Given text.

______________________________

Increased minimum wage, expanded pre-K options highlight O'Malley's final legislative adgenda

ANNAPOLIS - Gov. Martin O'Malley officially unveiled his legislative agenda for the 2014 General Assembly session, which includes a push for increasing the minimum wage to $10.10 by 2016.

According to a news release from O'Malley's office, his legislation would also index the minimum wage to the rate to inflation beginning in 2017, while also increasing the wage rate for tipped workers from 50 percent to at least 70 percent of the minimum wage.

"We're going to forge consensus and increase the minimum wage -- when workers earn more money, businesses will have more customers, and we'll grow Maryland's economy from the middle out," said O'Malley in a statement. "Thanks to the leadership of the General Assembly over the last seven years, we've made better choices and achieved better results for the people of Maryland; we're going to continue making progress this year."

Also included in O'Malley's legislative package is including $4.3 million in his Fiscal 2013 budget to expand pre-kindergarten opportunities for 1,600 additional children. His proposal would build on the state's existing Pre-K system by expanding the number of slots available to include Maryland children whose families make between 185 percent and 300 percent of the federal poverty guidelines, which was $70,650 for a family of four in 2013.

______________________________

Questions.
[a] Can you restate the paragraph of the O'Malley article beginning "According to a news release" as a short list that keeps its main facts?
[b] According to O'Malley's statement in the article, why should Maryland raise the minimum wage?
[c] Carry on the article about O'Malley's 2014 legislative agenda, starting right after its last sentence.

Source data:
______________________________

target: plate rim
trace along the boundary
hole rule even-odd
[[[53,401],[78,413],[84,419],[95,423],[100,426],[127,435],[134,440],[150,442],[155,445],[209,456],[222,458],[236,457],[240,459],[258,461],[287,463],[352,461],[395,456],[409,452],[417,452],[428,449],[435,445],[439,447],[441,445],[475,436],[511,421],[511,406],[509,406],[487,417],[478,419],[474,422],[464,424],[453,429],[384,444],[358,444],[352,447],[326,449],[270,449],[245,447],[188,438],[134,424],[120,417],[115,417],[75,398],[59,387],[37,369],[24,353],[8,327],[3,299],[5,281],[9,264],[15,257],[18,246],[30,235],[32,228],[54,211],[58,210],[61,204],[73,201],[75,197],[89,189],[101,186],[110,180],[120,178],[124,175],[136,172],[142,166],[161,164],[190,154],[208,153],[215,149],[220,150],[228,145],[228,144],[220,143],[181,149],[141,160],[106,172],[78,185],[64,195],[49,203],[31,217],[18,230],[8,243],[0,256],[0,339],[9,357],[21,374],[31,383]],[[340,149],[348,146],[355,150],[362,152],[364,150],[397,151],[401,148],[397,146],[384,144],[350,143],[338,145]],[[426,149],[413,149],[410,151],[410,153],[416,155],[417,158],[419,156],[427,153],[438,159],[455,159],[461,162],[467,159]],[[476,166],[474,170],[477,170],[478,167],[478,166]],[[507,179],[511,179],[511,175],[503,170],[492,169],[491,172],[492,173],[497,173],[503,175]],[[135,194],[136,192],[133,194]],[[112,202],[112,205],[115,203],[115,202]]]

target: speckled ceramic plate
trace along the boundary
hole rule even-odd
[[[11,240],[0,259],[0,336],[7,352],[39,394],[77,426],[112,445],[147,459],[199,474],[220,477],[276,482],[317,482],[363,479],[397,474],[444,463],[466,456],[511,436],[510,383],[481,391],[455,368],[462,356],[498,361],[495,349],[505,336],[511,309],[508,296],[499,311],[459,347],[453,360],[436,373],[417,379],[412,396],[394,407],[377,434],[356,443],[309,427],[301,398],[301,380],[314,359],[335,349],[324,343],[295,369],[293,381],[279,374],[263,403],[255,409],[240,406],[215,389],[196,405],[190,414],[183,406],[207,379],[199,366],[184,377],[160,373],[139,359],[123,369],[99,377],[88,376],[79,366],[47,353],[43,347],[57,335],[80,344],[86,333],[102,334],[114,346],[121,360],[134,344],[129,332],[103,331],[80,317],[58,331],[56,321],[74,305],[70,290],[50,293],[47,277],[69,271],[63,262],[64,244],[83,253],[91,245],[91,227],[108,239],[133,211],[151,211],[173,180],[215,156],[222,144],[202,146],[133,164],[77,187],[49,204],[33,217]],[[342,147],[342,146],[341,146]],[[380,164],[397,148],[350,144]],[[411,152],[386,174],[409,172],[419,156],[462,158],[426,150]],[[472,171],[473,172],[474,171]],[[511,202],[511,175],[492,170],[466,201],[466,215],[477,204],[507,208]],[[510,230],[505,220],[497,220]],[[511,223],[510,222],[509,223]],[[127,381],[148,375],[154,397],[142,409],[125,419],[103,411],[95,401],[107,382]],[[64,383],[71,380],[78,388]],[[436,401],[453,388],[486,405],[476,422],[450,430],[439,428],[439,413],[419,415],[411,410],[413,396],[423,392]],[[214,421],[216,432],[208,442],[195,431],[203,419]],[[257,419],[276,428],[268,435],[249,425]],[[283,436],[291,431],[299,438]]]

______________________________

Answers by item.
[a]
- Source: a news release from O'Malley's office
- Starting in 2017, the minimum wage would be indexed to inflation.
- The wage rate for tipped workers would rise from 50 percent to at least 70 percent of the minimum wage.

[b] O'Malley argues that when workers earn more money, businesses will have more customers. As a result, Maryland's economy will grow "from the middle out."

[c]
In addition, O'Malley is proposing legislation to designate new wildland areas on state lands including state parks, state forests and wildlife management areas.  O'Malley said this will preserve the state's wilderness and encourage ecotourism to stimulate local economies.

On the public safety front, O'Malley will seek to codify several elements of a 2008 executive order establishing the Maryland Statewide Communications Interoperability Program, an effort to strengthen public safety radio communications throughout the state.

According to O'Malley, the legislation "creates a board to oversee the final development, operations and management of this program and advances the state's efforts to create a unified public safety communications network for first responders to better communicate during emergency and extreme weather events."

There is also legislation being proposed to end Maryland's status as the only state in the nation whose standard of proof to obtain a final peace or protective order is "clear and convincing evidence" to a "preponderance of evidence."  

Another bill will add second-degree assault to the list of crimes for which domestic violence victims can obtain a final permanent protective order. Also, there is a bill that will give judges the ability to impose an enhanced penalty for violent crimes when they are committed in the presence of a minor.

On the health care front, Maryland recently introduced a health care reform proposal that will reduce health care costs for Maryland families by getting away from the "fee-for-service" model and incentivizes health care providers to focus on wellness.

To support the establishment of Maryland's new modernized all-payer model – which received approval from the Centers for Medicare & Medicaid Services (CMS) recently – the bill introduced today makes several statutory changes. The new model will transition health care in Maryland from a system that bases control of cost on a per inpatient admission to a system that spurs better health outcomes, while encouraging hospitals to help reduce the cost of care.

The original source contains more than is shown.